### Exercise task
Copy out all of the items below line for line, changing nothing.

##### Input for this task

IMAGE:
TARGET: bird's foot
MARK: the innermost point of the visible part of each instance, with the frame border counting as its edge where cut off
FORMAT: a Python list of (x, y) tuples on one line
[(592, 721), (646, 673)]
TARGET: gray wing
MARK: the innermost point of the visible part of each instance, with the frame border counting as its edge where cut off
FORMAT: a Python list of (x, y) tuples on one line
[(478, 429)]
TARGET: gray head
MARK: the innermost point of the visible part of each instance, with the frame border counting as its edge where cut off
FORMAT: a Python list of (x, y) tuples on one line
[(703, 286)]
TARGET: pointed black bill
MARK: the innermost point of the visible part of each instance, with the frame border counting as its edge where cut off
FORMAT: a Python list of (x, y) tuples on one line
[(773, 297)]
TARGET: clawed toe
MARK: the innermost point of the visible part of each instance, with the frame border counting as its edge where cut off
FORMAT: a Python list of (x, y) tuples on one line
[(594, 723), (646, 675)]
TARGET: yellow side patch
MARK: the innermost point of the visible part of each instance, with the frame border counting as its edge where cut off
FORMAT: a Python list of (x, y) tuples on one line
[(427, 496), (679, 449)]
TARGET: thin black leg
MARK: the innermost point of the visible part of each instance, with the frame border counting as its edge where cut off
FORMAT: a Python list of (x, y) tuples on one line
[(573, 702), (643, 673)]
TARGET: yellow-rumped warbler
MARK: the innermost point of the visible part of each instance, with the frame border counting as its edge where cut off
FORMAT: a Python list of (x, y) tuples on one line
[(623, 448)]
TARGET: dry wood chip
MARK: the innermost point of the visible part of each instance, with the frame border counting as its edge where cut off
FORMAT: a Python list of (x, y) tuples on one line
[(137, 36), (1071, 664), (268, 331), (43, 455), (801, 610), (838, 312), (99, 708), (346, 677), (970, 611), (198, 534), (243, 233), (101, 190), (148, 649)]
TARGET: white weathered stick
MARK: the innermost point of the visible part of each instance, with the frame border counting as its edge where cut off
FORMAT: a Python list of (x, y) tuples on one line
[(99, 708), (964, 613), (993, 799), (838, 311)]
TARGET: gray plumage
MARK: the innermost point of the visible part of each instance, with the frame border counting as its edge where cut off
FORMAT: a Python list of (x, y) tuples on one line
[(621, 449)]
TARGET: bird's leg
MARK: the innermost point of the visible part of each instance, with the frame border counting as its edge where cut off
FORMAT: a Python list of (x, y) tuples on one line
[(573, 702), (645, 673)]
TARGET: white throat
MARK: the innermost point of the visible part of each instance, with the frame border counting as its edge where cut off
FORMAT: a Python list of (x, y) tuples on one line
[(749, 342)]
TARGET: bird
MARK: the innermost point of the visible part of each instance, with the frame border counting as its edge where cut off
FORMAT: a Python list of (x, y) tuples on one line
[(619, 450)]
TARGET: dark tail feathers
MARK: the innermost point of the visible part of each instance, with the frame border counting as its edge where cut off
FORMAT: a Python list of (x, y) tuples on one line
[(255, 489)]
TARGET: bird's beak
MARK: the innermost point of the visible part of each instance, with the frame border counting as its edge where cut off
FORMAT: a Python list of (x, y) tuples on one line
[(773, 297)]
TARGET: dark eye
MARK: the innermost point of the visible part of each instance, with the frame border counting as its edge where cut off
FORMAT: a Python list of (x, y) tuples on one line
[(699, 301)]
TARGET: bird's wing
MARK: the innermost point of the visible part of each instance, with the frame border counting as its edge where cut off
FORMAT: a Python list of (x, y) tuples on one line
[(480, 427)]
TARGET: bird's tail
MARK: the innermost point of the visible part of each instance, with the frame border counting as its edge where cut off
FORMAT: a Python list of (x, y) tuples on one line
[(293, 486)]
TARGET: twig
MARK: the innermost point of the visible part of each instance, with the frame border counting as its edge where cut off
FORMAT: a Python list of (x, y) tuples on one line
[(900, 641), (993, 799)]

##########

### Task solution
IMAGE:
TARGET: bird's foot
MARK: the innermost point of the visible part of each instance, with the frame border counting as its edge where cut off
FORMAT: a Python list of (x, y) tuples on one line
[(592, 721), (646, 673)]
TARGET: gray wing
MARK: the innermost point of the visible part of each instance, with the frame border counting as its edge where cut off
FORMAT: a Python list of (x, y) tuples on one line
[(478, 429)]
TARGET: gray head
MARK: the innermost point of the visible part of each instance, with the frame border counting as its edge where cut off
FORMAT: a Python list of (x, y) tuples on one line
[(703, 286)]
TARGET: pointed black bill
MARK: the innermost point of the visible part of each instance, with the frame border counting as its edge where cut off
FORMAT: a Python list of (x, y) tuples on one line
[(773, 297)]
TARGET: clawed toe
MARK: the innermost point of the visible part of each instance, with the frame border counting as its edge where cut off
FORMAT: a Python list of (x, y) tuples on one line
[(594, 723), (646, 675)]
TARGET: yellow side patch
MARK: the innermost point of the visible part of each instance, with the frame border counting as its edge where cut off
FORMAT: a Python list of (x, y) tuples on one line
[(427, 496), (679, 449)]
TARGET: thin black leg
MARK: the innermost point of the visible part of each instance, with the frame border counting as its edge where cut off
FORMAT: a Python list of (x, y) tuples on one line
[(573, 702), (643, 673)]
TARGET: yellow-rumped warbler
MARK: the innermost point of the visible part of each instance, with the frame border counting as its edge where cut off
FORMAT: a Python list of (x, y) tuples on one line
[(623, 448)]
TARGET: dry wood chip
MARK: the innermost point of the visible part of each instance, with the frame border counting as its edge where cut off
FORMAT: a Python list of (x, y) tuples on one line
[(137, 36), (1071, 664), (268, 331), (43, 455), (801, 610), (838, 312), (99, 708), (346, 677), (970, 611), (198, 534), (243, 233), (101, 190), (148, 649)]
TARGET: white weathered stick
MARK: the innermost point of the visible part of each instance, with the frame border counting as its edge where cut off
FORMAT: a Python list of (x, y) tuples on one line
[(99, 708), (964, 613), (993, 799), (838, 311)]
TARGET: gray plumage
MARK: the innermost point of the visible part of each instance, with the frame border counting as its edge where cut off
FORMAT: a Python list of (x, y) tuples on one line
[(621, 449)]
TARGET: bird's leg
MARK: the innermost point of the visible part of each instance, with the frame border counting as its edge where cut off
FORMAT: a Python list of (x, y) tuples on one line
[(573, 702), (645, 673)]
TARGET: white throat
MARK: the innermost point of the visible part of each instance, with the frame border counting as its edge where cut off
FORMAT: a Python list of (x, y) tuples on one line
[(749, 342)]
TARGET: bird
MARK: the innermost point of the visible part of each instance, with the frame border counting as its edge where cut off
FORMAT: a Python list of (x, y) tuples on one line
[(619, 450)]
TARGET: dark tail feathers
MARK: the innermost point of the visible part of each instance, with the frame border counting as its edge where cut off
FORMAT: a Python list of (x, y) tuples on one line
[(255, 489)]
TARGET: bird's beak
MARK: the innermost point of the visible part of each instance, with the frame border counting as its edge where cut off
FORMAT: a Python list of (x, y) tuples on one line
[(773, 297)]
TARGET: dark eye
MARK: the innermost point of the visible part of each instance, with the frame border counting as its edge where cut off
FORMAT: a Python list of (x, y) tuples on one line
[(699, 301)]
TARGET: bird's wing
MARK: the innermost point of the visible part of each instance, with the frame border counting as its edge where cut off
FORMAT: a Python list of (x, y) tuples on one line
[(480, 427)]
TARGET: bird's tail
MARK: the innermost point of the visible part of each instance, with the frame border counting as its edge where cut off
FORMAT: a Python list of (x, y) tuples on one line
[(293, 486)]
TARGET: twig
MARK: the innermost point of the visible part of each instance, with the frame border counting as its edge where cut off
FORMAT: a Python list of (x, y) tuples on one line
[(900, 641), (993, 799)]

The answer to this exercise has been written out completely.